Continue the essay on women trying to "have it all," starting right after its last sentence.
** EXTRACT TO READ follows **
Wanting and Having it All Can Be Two Different Things

Wanting and Having it All Can Be Two Different Things

We all have dreams for our lives.  Some of them are more realistic than others. When you were little, perhaps you wanted to be a fairy princess and a mom and an astronaut, all at the same time. As you got older, the combinations might have changed, but, generally, you still saw several interconnected roles in your future.

Years ago, though, women didn’t have as many choices, and some of those choices used the conjunction “or” rather than “and.” You could be a mother or a career woman. You could go to graduate school or get married. You could remain single or have children.

In the ensuing decades, as more choices became possible, the belief was that women would select many roles. They would want to “have it all.” “Have it all” meant they would find a partner, have two or three children, and pursue a professional career, or at least have a paying job. Added to this list might be supporting their partners’ careers, volunteering at their child’s school or at church or in the community, and helping aging parents. Few women could successfully fulfill all of these obligations, and certainly not at the same time.

Today cultural trends regarding marriage, motherhood, and work are changing. Women are getting married at later ages, and many women are choosing to remain single. Last year, 41% of births were to single women, and almost 71% of women with children under eighteen were in the labor force. Research further shows that the average woman takes only ten weeks off for childbirth before returning to work.

There have been some workplace advances that have helped women manage their multiple roles. The Family Medical Leave Act of 1993 gave employees (both women and men) the right to take 12 weeks of unpaid leave for childbirth or adoption, or to provide care for a seriously ill relative. Some organizations offer flexible work schedules or the opportunity to work from home. These can be invaluable when trying to merge work and family commitments.
** End of EXTRACT TO READ **
** PROVIDED INFORMATION follows **
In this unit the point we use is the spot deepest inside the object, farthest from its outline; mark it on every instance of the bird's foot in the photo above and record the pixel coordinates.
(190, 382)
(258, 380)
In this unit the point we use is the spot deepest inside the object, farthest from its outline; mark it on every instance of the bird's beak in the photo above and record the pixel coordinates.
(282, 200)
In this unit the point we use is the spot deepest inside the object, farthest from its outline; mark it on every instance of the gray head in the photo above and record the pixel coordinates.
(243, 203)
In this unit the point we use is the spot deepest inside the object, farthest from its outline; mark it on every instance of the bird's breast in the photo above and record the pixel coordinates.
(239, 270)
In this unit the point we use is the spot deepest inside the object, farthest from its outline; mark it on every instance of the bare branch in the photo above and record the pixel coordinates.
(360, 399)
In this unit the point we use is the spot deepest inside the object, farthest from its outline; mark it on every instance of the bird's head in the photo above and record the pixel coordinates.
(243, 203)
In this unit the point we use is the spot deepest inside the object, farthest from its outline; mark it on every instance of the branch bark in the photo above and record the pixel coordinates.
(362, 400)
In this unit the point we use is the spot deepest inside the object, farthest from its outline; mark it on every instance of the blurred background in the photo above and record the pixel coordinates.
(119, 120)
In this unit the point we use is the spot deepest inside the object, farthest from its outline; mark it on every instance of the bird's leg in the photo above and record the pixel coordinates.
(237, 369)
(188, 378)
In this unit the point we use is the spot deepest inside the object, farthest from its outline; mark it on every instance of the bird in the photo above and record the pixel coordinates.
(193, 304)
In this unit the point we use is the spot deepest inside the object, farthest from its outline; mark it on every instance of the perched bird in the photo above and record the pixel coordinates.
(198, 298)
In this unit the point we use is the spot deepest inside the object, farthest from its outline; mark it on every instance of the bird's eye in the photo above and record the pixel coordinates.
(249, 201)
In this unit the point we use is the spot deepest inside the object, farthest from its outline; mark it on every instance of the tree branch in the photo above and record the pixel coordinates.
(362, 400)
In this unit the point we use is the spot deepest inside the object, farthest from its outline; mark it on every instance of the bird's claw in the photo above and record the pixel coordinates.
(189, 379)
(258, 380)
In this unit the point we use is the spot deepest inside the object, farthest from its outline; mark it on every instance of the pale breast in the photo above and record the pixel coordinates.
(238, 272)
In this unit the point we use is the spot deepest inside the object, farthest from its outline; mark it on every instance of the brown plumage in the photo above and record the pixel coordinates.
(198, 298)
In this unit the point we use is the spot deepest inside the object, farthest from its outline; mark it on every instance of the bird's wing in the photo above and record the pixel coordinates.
** End of PROVIDED INFORMATION **
> [ANSWER SECTION]:
Before accepting a job or moving to a new company, explore options that are, or might become, relevant to your family situation in the future. Be sure you understand benefits related to having children. For example, family medical leave, which protects your job while you are out, only applies to employers with 50 or more employees and you must have worked for your employer at least 12 months. Ask about short term disability insurance which may help provide income when having a baby. Also check whether the health care insurance policy covers children, and, if so, at what cost. These will be important if and when you have children.

Also, check for workplace flexibility. Are there personal days available each year? Is it a “family friendly” organization?” Can you work from home if your child gets ill? What is their policy on snow days if schools close?

If you are interested in furthering your education, check to see if the employer has tuition reimbursement or if you can change your work schedule to accommodate a needed class. Ask about policies related to taking a loan from their 401k program if you have a family financial crisis or want to buy a home or send a child to college.

Most, if not all, of these topics should be covered in the employee handbook. It’s a good idea to ask for a copy before you formally accept a job.

Whether or not you “want it all,” you should still prepare for life’s changes and challenges. A lack of preparation may limit both your choices and those dreams you have.